Lo que podemos aprender de la vida indígena

Una experiencia que me hizo repensar el concepto de desarrollo

Rodolfo Ocampo
5 min readFeb 5, 2014

Llegué pensando que tenía todas las respuestas, me fui pensando que no tenía ninguna. Pax me recibió con una sonrisa y un español defectuoso. Su personalidad decía mucho, así que era fácil entender sus ocasionales palabras en Chol. Este chiapaneco bonachón sería nuestro guía y confidente durante la aventura que sería recorrer unos diez asentamientos indígenas. Básicamente, nuestro trabajo consistía en llevar el conocimiento citadino a las comunidades; instruirlos en el uso de las herramientas intelectuales del hombre occidental. Enseñarles a hacer un plan de negocios, sacar costos, maximizar ganancias: sonaba fácil, más cuando se trataba de negocios cuyo ingreso no rebasaba los cinco mil pesos mensuales. Cantidades ridículas, verdaderamente, pero esto tenia que ser hecho con la mayor seriedad posible.

Diego y yo nos tomamos la noche previa para planear el material didáctico. Cartulinas y plumones; nos apegamos a lo básico. Elaboramos una presentación sencilla que introducía conceptos como costo de oportunidad, costos variables y costos fijos. Todo marcado con colores para hacer de la lección algo mas ameno.

Ejercicio escrito 1 » ¿Concuerdan con el texto sobre la vida indígena estas afirmaciones? (a) Pax hablaba un español perfecto. (b) El recorrido abarcaría unos diez asentamientos indígenas. (c) Para el material didáctico se usaron cartulinas y plumones. Responde sí o no a cada una y cita literalmente las palabras del texto que lo deciden.
Ejercicio escrito 2 » ¿Puedes transcribir, sin cambiar nada, todas las líneas de los registros?

Datos de entrada »

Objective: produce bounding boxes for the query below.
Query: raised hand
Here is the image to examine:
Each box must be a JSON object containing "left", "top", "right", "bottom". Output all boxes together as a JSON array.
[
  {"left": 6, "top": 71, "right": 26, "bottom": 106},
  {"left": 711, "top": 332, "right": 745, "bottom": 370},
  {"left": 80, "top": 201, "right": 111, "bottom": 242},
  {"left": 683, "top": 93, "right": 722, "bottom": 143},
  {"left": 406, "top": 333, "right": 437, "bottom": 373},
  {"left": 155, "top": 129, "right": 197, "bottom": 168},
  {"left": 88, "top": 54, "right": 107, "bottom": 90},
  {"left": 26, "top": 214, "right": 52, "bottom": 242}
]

Resultado 1 »
(a) No: «Pax me recibió con una sonrisa y un español defectuoso».
(b) Sí: «recorrer unos diez asentamientos indígenas».
(c) Sí: «Cartulinas y plumones; nos apegamos a lo básico».

Resultado 2 »
Objective: produce bounding boxes for the query below.
Query: raised hand
Here is the image to examine:
Each box must be a JSON object containing "left", "top", "right", "bottom". Output all boxes together as a JSON array.
[
  {"left": 6, "top": 71, "right": 26, "bottom": 106},
  {"left": 711, "top": 332, "right": 745, "bottom": 370},
  {"left": 80, "top": 201, "right": 111, "bottom": 242},
  {"left": 683, "top": 93, "right": 722, "bottom": 143},
  {"left": 406, "top": 333, "right": 437, "bottom": 373},
  {"left": 155, "top": 129, "right": 197, "bottom": 168},
  {"left": 88, "top": 54, "right": 107, "bottom": 90},
  {"left": 26, "top": 214, "right": 52, "bottom": 242}
]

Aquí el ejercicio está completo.